>>>>>

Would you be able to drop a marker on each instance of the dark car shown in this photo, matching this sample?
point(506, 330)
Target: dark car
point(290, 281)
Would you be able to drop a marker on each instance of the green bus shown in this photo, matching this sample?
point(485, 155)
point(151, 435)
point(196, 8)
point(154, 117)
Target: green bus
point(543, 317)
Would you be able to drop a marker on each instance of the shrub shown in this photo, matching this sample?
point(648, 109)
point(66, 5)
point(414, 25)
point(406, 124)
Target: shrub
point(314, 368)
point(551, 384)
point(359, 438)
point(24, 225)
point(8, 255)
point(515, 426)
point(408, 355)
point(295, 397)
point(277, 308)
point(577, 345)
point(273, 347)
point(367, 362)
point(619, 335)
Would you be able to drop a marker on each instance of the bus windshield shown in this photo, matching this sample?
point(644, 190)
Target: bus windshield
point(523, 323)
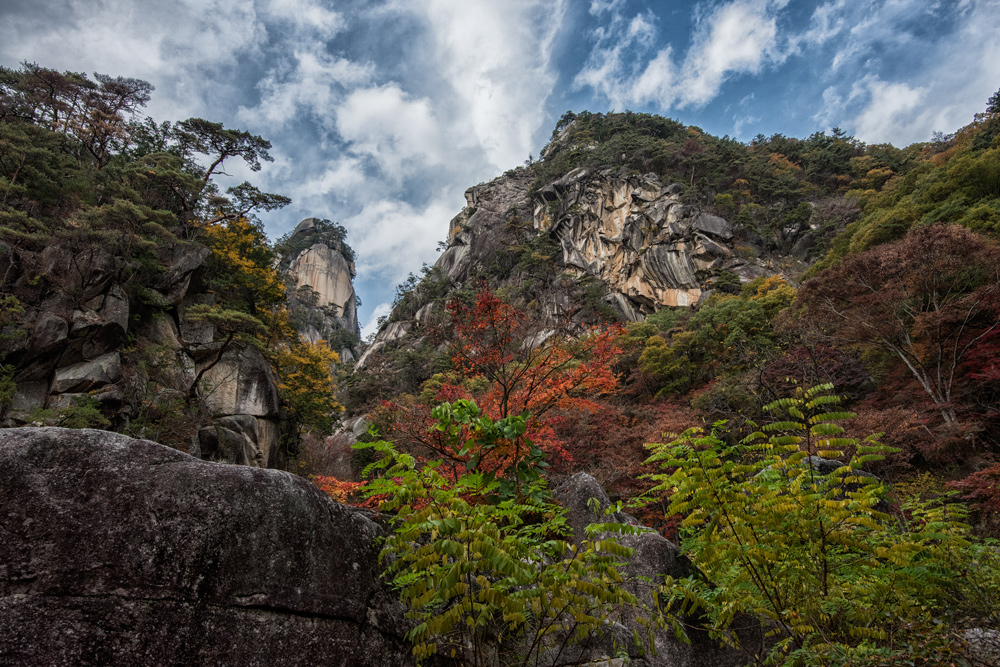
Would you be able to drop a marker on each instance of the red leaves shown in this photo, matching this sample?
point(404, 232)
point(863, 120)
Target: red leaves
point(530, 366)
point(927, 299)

<<<<<

> [YOUR TASK]
Convert the items above into a Markdown table with two columns, Row and Item Text. Put each line in its own numbered row, skip blank lines, and leave out the pictures.

> [TASK RESULT]
| Row | Item Text |
|---|---|
| 1 | Would you be able to drop a marker on each instance of the dark car shown in this photo, matching this sample? |
| 2 | point(506, 330) |
| 3 | Target: dark car |
| 4 | point(290, 281) |
| 5 | Would you be able to drop a marker on each instance of the green bus shown in this photo, matching this sample? |
| 6 | point(485, 155) |
| 7 | point(151, 435) |
| 8 | point(196, 8) |
| 9 | point(154, 117) |
| 10 | Target: green bus |
| 11 | point(543, 317) |
| 12 | Would you be able to drop a marker on each instance of the shrub shown in this photo, matching this sample? |
| 13 | point(648, 109) |
| 14 | point(66, 5) |
| 15 | point(414, 25) |
| 16 | point(406, 124) |
| 17 | Target: shrub |
| 18 | point(314, 368) |
| 19 | point(551, 384) |
| 20 | point(359, 438) |
| 21 | point(24, 225) |
| 22 | point(8, 255) |
| 23 | point(515, 426) |
| 24 | point(408, 355) |
| 25 | point(295, 397) |
| 26 | point(277, 308) |
| 27 | point(577, 345) |
| 28 | point(273, 347) |
| 29 | point(367, 362) |
| 30 | point(619, 335) |
| 31 | Would you be able to drop a marker on each instance of the bus windshield shown in this photo, matching this sample? |
| 32 | point(644, 190) |
| 33 | Target: bus windshield |
| 34 | point(523, 323) |
| 35 | Would you be able to drop a marker on each instance of the red leaves shown in this photo, matching this sample? |
| 36 | point(404, 232) |
| 37 | point(863, 120) |
| 38 | Target: red leaves |
| 39 | point(530, 366) |
| 40 | point(927, 299) |